# Given task:
Write out, word for word, the part of the J.League All-Star Soccer text below that opens with "The old Japan" and closes with "baseball-specific Tokyo Dome.".

JOMO All-Star Soccer
- Founded: 1993; 33 years ago
- Region: J.League (AFC)
- Teams: 2

= J.League All-Star Soccer =

The J.League All-Star Soccer, called JOMO All-Star Soccer for sponsorship reasons, is an annual exhibition match organised by the Japan Football Association and J.League. It has been played each year since the inception of J.League in 1993. The players are chosen by the fan voting and the recommendation from J.League. The manager and coaches are also selected by the fan voting.

The old Japan Soccer League had an all-star game that was the forerunner to this competition. From 1966 to 1972 it was a two-leg final and from 1979 to 1992 a one-game affair, all pitting a West team against an East team. The last two games, in 1991 and 1992, were of the few football matches that took place at the baseball-specific Tokyo Dome.

The competition is officially titled with its sponsor's name. It was called Kodak All-Star Soccer between 1993 and 1998 as Kodak Japan (the Japanese subsidiary of Eastman Kodak) sponsored it. It was known as Tarami All-Star Soccer from 1999 to 2001 after food company Tarami. It has been titled as JOMO All-Star Soccer since 2002 because Japan Energy Corporation whose filling stations are branded as JOMO sponsor the competition.

# Dataset rows:
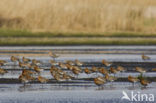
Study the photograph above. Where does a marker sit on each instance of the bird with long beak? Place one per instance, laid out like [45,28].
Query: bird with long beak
[140,69]
[78,63]
[144,57]
[106,63]
[132,79]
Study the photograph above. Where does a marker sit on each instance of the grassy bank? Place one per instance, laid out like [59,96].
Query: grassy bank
[76,41]
[24,33]
[79,16]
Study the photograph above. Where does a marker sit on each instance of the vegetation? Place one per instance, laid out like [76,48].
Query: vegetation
[79,16]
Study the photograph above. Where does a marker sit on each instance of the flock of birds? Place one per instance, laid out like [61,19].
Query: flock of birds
[32,72]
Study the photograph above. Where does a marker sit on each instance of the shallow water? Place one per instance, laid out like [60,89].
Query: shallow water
[80,91]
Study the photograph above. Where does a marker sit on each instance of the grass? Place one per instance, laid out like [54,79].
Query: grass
[25,33]
[76,41]
[79,16]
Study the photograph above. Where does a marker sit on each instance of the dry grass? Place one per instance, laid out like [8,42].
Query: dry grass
[77,41]
[91,16]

# Task result:
The old Japan Soccer League had an all-star game that was the forerunner to this competition. From 1966 to 1972 it was a two-leg final and from 1979 to 1992 a one-game affair, all pitting a West team against an East team. The last two games, in 1991 and 1992, were of the few football matches that took place at the baseball-specific Tokyo Dome.